▶ What the task requires:
Extract all of the entries and set them down verbatim.

▶ Data section:
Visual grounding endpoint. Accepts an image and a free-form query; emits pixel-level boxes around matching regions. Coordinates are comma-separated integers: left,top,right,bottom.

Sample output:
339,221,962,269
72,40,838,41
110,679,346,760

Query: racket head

▶ Result of the exercise:
Visual grounding endpoint. Accepts an image and a free-form query; emits pixel-level boxes around matching regions. Coordinates are comma-separated integers: left,top,right,bottom.

Sample output:
339,221,962,269
72,40,838,41
110,679,346,760

Query: racket head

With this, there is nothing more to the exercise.